EXERCISE INSTRUCTIONS: Once you have read the data below, write it all out exactly.

RECORDS SHOWN:
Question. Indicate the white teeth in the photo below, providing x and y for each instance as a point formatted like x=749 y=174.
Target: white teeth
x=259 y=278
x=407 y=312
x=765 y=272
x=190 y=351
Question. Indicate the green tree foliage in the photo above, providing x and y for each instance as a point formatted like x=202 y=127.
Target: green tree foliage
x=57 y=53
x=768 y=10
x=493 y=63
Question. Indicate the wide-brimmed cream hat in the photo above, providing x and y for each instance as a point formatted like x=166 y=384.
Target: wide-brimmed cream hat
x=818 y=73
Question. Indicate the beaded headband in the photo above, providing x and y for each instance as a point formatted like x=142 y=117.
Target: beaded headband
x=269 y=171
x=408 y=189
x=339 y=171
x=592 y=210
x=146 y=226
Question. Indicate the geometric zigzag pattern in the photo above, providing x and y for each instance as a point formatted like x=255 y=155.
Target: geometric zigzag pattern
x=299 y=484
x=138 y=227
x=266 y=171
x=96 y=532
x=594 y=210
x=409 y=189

ANSWER SECTION:
Question. Indicate the white teeth in the photo below, providing x and y for each instance as a point formatted like x=749 y=174.
Target: white teeth
x=259 y=278
x=407 y=312
x=765 y=272
x=190 y=351
Question. Indicate the green tree foliage in the photo above, providing x and y for each instance as a point formatted like x=202 y=127.
Target: green tree foliage
x=57 y=53
x=768 y=10
x=493 y=63
Question. Indicate the wide-brimmed cream hat in the photo above, providing x and y for each instance as a point formatted like x=166 y=384.
Target: wide-brimmed cream hat
x=818 y=73
Question. Indicate the beaded headband in the photo above, providing x and y for each instance as a point formatted like x=142 y=117.
Target: beaded headband
x=269 y=171
x=408 y=189
x=339 y=171
x=592 y=210
x=146 y=226
Question. Indicate the geometric zigzag pattern in the photo above, providing x and y for each instance as a point formatted like x=255 y=155.
Target: geometric zigzag pattern
x=299 y=484
x=138 y=227
x=266 y=171
x=96 y=532
x=594 y=210
x=409 y=189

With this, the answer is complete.